■ About this exercise ■
Take the data below and copy exactly the lines starting at the one with "In this exercise you will find the tree in" and finishing at the one with "In this exercise you will find the statue's lips", both included.
** Opening Supplied records block **
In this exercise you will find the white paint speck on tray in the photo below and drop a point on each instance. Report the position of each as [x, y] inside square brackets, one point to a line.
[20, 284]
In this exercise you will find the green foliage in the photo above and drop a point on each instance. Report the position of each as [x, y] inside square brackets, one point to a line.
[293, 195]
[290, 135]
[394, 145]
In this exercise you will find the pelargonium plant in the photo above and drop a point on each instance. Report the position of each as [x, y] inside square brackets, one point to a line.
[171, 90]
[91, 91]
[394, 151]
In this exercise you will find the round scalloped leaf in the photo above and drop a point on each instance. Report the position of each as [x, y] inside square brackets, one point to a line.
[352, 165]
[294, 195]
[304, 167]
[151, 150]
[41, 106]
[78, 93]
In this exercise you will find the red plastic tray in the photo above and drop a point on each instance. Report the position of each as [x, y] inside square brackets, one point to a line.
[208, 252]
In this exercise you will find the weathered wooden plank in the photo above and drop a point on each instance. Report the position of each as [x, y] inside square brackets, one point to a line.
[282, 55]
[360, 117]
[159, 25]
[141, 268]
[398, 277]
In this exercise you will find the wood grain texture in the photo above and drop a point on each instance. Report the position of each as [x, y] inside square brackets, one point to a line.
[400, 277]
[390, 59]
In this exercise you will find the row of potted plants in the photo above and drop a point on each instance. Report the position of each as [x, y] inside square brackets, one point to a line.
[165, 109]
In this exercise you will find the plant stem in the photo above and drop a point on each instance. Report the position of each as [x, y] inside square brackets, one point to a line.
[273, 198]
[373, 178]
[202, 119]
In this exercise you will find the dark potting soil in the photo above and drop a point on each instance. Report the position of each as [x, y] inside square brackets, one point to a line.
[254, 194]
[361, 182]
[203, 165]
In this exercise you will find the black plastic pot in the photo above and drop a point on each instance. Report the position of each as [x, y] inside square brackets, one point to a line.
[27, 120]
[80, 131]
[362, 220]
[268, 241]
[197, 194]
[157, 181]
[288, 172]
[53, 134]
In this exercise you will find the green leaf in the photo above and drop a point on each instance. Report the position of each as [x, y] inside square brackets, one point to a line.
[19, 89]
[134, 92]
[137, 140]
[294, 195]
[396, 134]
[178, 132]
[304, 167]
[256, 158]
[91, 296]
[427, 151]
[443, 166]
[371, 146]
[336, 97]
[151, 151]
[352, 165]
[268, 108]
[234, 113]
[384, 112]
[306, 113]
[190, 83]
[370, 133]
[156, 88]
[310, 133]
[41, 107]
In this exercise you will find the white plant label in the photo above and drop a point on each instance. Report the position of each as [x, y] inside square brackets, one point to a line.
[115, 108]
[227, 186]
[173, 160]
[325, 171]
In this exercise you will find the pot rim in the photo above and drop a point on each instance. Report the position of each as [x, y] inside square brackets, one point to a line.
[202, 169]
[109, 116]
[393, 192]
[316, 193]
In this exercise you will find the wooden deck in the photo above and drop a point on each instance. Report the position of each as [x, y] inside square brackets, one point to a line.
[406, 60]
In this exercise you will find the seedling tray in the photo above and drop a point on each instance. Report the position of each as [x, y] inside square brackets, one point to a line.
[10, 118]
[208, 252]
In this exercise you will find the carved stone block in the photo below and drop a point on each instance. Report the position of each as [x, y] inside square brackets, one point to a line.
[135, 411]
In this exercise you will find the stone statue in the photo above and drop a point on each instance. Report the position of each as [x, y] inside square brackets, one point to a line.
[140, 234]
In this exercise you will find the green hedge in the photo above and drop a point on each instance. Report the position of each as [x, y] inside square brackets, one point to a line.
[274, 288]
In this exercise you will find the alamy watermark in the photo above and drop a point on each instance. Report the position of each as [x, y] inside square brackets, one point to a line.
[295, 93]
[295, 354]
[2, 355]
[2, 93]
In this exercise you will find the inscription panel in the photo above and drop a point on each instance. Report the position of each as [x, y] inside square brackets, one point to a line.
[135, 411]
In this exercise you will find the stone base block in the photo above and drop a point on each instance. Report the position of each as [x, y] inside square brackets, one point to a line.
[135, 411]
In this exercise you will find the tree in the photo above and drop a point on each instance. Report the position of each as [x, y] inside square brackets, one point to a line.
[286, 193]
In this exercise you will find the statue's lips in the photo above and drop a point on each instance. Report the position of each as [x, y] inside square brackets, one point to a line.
** Closing Supplied records block **
** Opening Supplied records block **
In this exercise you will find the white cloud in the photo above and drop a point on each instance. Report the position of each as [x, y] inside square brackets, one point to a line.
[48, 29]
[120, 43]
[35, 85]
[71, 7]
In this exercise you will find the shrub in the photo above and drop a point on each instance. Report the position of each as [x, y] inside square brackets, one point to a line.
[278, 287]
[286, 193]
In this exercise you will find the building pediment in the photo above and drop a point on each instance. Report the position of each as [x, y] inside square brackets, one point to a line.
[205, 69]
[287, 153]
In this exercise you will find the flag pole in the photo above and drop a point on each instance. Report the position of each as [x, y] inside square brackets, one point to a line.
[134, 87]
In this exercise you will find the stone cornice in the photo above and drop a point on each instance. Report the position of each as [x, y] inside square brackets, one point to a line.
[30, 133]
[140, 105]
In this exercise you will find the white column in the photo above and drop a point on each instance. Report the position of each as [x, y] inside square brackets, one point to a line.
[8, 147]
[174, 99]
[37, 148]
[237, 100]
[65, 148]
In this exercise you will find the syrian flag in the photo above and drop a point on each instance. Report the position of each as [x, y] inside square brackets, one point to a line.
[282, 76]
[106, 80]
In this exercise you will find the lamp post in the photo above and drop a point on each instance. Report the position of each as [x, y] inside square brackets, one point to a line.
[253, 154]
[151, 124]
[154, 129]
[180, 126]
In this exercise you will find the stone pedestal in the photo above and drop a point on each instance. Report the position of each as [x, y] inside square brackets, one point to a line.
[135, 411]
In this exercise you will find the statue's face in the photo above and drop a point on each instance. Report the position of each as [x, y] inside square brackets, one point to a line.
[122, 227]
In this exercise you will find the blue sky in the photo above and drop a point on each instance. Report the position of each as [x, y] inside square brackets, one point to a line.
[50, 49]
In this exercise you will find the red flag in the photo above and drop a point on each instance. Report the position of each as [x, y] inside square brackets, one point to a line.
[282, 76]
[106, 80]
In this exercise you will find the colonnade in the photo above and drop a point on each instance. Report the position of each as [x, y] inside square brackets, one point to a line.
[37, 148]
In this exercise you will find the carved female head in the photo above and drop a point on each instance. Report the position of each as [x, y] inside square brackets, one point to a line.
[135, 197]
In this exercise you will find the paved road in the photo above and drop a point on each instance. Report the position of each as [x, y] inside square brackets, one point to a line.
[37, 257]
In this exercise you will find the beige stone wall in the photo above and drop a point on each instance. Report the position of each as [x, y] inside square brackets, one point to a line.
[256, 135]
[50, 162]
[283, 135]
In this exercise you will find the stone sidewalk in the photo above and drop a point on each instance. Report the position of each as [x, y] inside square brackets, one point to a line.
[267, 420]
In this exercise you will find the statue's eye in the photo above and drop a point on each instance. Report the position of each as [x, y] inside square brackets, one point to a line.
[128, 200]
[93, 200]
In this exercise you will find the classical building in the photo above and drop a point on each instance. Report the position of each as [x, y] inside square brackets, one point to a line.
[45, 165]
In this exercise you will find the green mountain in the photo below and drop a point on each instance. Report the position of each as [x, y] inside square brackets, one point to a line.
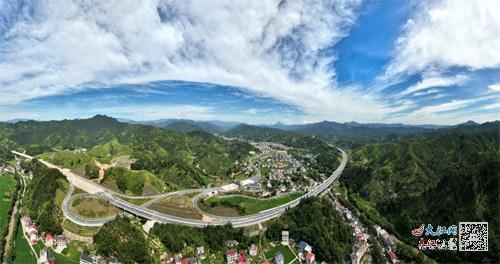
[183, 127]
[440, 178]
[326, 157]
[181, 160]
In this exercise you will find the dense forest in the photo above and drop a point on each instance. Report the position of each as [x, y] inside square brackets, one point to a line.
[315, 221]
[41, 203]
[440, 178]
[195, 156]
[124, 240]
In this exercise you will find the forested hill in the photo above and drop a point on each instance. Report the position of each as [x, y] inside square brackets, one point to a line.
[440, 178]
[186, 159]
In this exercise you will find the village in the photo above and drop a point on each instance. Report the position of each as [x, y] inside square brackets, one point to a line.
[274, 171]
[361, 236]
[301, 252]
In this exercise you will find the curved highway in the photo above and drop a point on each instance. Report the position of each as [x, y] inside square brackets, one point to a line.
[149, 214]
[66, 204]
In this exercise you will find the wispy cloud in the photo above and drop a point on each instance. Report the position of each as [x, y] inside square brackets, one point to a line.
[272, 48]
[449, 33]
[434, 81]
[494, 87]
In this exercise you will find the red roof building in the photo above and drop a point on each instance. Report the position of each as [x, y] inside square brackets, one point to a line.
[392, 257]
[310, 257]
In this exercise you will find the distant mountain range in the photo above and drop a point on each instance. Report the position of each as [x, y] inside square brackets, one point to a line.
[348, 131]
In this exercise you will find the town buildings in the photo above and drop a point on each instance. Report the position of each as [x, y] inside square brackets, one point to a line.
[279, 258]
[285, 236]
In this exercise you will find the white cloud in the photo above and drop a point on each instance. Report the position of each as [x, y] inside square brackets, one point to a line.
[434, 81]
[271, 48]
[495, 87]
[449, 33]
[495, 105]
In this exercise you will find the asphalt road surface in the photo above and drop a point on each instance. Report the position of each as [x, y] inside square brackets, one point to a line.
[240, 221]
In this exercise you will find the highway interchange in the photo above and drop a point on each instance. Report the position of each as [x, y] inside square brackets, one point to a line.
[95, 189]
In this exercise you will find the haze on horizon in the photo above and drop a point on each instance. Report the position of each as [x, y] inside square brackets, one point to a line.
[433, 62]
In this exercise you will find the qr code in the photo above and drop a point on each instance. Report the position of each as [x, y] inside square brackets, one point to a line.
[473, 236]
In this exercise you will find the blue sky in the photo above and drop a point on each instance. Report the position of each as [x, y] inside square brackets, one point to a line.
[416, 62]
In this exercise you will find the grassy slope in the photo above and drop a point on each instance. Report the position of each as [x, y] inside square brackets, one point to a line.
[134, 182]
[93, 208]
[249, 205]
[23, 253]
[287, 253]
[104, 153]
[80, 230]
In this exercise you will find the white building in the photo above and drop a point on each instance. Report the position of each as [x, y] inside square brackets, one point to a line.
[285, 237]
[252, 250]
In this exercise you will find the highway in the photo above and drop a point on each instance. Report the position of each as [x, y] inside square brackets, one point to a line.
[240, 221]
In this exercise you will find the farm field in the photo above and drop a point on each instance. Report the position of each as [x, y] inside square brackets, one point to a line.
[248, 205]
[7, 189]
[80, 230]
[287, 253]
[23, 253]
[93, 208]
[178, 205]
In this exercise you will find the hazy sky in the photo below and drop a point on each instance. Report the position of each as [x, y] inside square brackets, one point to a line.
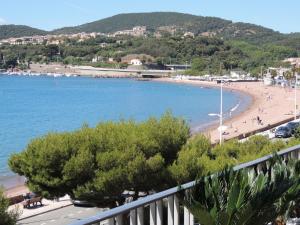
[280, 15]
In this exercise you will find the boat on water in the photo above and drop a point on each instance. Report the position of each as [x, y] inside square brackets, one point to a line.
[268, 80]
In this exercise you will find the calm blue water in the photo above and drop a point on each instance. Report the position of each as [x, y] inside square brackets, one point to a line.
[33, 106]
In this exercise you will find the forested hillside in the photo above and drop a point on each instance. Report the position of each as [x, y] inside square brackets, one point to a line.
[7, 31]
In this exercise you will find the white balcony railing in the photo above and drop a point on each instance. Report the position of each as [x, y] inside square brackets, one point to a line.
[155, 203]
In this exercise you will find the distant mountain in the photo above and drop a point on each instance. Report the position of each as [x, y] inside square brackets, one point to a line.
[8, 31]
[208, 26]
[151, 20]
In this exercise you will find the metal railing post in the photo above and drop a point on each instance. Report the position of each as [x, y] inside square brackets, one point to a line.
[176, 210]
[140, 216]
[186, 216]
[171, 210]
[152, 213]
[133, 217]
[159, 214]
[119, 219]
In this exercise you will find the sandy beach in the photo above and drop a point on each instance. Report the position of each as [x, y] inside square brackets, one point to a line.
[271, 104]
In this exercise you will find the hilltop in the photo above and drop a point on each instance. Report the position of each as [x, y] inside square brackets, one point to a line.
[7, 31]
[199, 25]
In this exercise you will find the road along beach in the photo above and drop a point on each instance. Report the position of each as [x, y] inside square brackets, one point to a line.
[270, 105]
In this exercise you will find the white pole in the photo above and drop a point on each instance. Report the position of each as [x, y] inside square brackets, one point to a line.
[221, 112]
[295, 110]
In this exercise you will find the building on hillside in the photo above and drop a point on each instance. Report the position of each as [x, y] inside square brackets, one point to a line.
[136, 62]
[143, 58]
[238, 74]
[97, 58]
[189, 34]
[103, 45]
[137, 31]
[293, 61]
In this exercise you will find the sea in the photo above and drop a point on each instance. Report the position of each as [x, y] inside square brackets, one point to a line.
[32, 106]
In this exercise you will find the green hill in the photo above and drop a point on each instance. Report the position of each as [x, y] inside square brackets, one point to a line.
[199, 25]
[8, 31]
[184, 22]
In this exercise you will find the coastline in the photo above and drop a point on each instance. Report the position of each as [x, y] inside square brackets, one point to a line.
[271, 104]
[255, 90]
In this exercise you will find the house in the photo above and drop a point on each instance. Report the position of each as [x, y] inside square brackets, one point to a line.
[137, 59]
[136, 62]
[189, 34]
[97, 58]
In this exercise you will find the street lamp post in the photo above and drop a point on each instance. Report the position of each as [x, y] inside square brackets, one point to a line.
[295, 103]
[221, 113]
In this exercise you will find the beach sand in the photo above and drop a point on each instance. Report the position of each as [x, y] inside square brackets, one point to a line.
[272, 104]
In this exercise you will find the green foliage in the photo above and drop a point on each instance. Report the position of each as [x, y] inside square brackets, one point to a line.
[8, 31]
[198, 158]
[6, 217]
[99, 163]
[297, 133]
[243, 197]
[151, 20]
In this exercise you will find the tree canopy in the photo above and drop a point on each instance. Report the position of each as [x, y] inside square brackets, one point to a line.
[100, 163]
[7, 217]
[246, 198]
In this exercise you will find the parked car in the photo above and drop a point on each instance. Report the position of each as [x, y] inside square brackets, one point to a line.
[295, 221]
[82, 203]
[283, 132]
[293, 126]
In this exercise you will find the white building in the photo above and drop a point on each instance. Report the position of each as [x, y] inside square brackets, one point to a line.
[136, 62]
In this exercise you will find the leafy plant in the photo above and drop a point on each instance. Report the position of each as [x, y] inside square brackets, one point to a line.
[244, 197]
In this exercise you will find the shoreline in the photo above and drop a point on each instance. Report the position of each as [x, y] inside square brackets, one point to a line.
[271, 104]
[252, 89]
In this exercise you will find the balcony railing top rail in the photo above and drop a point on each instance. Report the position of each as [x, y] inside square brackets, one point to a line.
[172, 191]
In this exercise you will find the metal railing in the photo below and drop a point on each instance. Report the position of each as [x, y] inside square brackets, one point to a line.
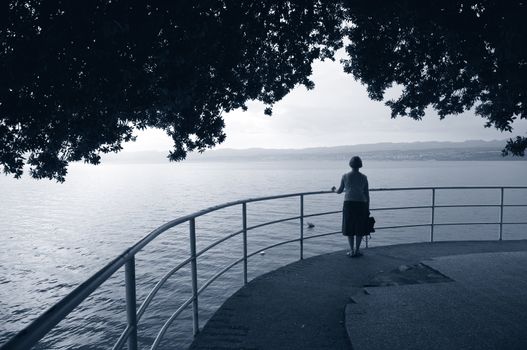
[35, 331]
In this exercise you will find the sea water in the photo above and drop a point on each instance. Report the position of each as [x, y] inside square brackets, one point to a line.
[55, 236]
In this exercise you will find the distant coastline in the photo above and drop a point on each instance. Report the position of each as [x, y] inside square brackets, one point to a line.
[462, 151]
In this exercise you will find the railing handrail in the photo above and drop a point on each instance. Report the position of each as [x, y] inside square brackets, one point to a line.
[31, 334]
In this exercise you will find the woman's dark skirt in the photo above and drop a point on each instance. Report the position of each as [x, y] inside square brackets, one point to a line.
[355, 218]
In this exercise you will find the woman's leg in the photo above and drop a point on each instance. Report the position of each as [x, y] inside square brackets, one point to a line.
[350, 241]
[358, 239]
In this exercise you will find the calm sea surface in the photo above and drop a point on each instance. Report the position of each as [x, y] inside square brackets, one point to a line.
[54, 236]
** Closing Supplied records block **
■ Written solution ■
In this exercise you will find the tree in the photo above and drop a point on each instance. Report the position of each as [x, y] inside square brackets, one point to a line.
[286, 193]
In this exercise you will find the statue's lips in the photo above and drop a point on each instance. Report the position of each as [x, y] inside square brackets, one point to a line.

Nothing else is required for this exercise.